Nothing but the images is to be left out of your exact copy of the entries.
________
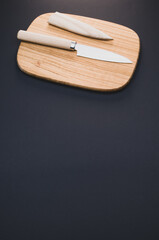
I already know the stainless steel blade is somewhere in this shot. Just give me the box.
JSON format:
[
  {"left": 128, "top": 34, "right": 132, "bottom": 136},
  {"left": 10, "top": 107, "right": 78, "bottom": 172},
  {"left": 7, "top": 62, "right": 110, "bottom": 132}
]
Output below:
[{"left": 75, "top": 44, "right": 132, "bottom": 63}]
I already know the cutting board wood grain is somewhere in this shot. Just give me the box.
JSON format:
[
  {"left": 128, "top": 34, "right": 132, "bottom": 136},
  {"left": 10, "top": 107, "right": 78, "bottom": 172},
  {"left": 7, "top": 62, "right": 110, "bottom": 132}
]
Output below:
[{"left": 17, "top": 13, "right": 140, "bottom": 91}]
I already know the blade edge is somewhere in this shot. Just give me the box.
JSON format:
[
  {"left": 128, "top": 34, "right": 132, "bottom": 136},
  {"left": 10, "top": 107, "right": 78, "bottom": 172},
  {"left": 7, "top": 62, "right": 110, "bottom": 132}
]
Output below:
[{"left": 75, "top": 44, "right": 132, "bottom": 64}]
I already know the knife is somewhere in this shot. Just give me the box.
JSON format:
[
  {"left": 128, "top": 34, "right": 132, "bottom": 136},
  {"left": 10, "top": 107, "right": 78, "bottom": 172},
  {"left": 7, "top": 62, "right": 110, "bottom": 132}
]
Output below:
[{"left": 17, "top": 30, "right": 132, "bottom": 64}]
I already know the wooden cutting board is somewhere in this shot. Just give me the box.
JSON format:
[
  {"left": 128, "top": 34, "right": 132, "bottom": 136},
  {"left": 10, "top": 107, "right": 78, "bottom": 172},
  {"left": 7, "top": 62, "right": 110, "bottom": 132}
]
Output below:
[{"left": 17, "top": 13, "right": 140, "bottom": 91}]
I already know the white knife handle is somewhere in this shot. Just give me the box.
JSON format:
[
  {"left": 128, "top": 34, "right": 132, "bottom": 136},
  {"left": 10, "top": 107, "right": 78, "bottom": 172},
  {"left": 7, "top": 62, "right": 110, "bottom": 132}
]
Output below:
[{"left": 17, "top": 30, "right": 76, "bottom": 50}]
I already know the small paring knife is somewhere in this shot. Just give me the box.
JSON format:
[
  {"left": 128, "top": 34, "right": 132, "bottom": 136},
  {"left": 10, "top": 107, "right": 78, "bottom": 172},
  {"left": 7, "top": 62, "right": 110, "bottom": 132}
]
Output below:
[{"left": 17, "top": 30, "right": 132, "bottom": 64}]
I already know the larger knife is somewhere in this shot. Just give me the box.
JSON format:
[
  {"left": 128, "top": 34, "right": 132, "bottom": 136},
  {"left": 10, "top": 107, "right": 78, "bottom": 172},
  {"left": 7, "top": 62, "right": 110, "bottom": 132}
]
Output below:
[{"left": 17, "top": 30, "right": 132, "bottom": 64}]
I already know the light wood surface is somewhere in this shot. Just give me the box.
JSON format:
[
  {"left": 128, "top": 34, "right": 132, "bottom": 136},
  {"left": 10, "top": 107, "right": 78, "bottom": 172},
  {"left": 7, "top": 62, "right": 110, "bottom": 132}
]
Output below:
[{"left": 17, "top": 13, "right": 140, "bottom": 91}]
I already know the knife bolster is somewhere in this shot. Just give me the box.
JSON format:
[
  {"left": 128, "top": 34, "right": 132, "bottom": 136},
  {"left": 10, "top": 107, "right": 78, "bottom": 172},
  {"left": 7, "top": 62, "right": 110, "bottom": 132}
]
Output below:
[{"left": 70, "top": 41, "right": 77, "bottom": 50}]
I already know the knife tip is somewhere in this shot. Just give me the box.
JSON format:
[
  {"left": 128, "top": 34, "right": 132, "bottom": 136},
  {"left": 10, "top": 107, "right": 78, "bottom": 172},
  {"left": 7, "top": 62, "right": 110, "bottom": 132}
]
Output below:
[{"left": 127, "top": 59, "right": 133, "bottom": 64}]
________
- **RESPONSE TO THE TASK**
I already know the stainless steel blade is somewhere in this shot. Just give me the box.
JSON format:
[
  {"left": 128, "top": 34, "right": 132, "bottom": 136},
  {"left": 10, "top": 107, "right": 78, "bottom": 172},
  {"left": 7, "top": 62, "right": 110, "bottom": 132}
]
Output below:
[{"left": 75, "top": 44, "right": 132, "bottom": 63}]
I already know the cutting board wood grain is somewhere in this shot. Just give me the box.
JSON format:
[
  {"left": 128, "top": 34, "right": 132, "bottom": 136},
  {"left": 10, "top": 107, "right": 78, "bottom": 172},
  {"left": 7, "top": 62, "right": 110, "bottom": 132}
]
Output below:
[{"left": 17, "top": 13, "right": 140, "bottom": 91}]
I already know the blade edge is somewhere in this shot. Just give me the box.
JSON format:
[
  {"left": 128, "top": 34, "right": 132, "bottom": 136},
  {"left": 10, "top": 107, "right": 78, "bottom": 172},
  {"left": 7, "top": 62, "right": 110, "bottom": 132}
]
Output below:
[{"left": 75, "top": 44, "right": 132, "bottom": 64}]
I already know the knife is somewhere in this shot. Just give me the box.
JSON format:
[
  {"left": 128, "top": 34, "right": 132, "bottom": 136},
  {"left": 10, "top": 107, "right": 78, "bottom": 172},
  {"left": 7, "top": 62, "right": 110, "bottom": 132}
]
Output below:
[{"left": 17, "top": 30, "right": 132, "bottom": 64}]
I already know the wooden cutting board is somewhere in this shot. Just give me the box.
JSON format:
[
  {"left": 128, "top": 34, "right": 132, "bottom": 136},
  {"left": 10, "top": 107, "right": 78, "bottom": 172},
  {"left": 7, "top": 62, "right": 110, "bottom": 132}
]
Output below:
[{"left": 17, "top": 13, "right": 140, "bottom": 91}]
I already know the white knife handle is somewhere in this shot. Just give me the box.
JSON format:
[
  {"left": 128, "top": 34, "right": 132, "bottom": 136},
  {"left": 10, "top": 107, "right": 78, "bottom": 172},
  {"left": 7, "top": 62, "right": 110, "bottom": 132}
]
Output below:
[{"left": 17, "top": 30, "right": 76, "bottom": 50}]
I already know the small paring knife is somewhere in this shot. Just give me the box.
JSON format:
[
  {"left": 128, "top": 34, "right": 132, "bottom": 136},
  {"left": 10, "top": 107, "right": 78, "bottom": 172},
  {"left": 7, "top": 62, "right": 110, "bottom": 132}
]
Output below:
[{"left": 17, "top": 30, "right": 132, "bottom": 64}]
I already know the larger knife is somewhere in this shot. Just give me the box.
JSON format:
[
  {"left": 128, "top": 34, "right": 132, "bottom": 136},
  {"left": 10, "top": 107, "right": 78, "bottom": 172},
  {"left": 7, "top": 62, "right": 110, "bottom": 132}
]
Output below:
[{"left": 17, "top": 30, "right": 132, "bottom": 64}]
I already know the light wood surface is somewhere in this shot. Just give me the box.
JSON format:
[
  {"left": 128, "top": 34, "right": 132, "bottom": 136},
  {"left": 10, "top": 107, "right": 78, "bottom": 172},
  {"left": 7, "top": 62, "right": 110, "bottom": 132}
]
Output below:
[{"left": 17, "top": 13, "right": 140, "bottom": 91}]
I already know the knife bolster is somewhere in this shot. Just give me the box.
JSON format:
[
  {"left": 128, "top": 34, "right": 132, "bottom": 136},
  {"left": 10, "top": 107, "right": 78, "bottom": 172},
  {"left": 7, "top": 62, "right": 110, "bottom": 132}
]
Output below:
[{"left": 70, "top": 41, "right": 77, "bottom": 50}]
I already know the knife tip is somewhere in this shot. Just give me the box.
JSON format:
[
  {"left": 128, "top": 34, "right": 132, "bottom": 136},
  {"left": 10, "top": 107, "right": 78, "bottom": 172},
  {"left": 7, "top": 62, "right": 110, "bottom": 132}
]
Output below:
[{"left": 127, "top": 59, "right": 133, "bottom": 64}]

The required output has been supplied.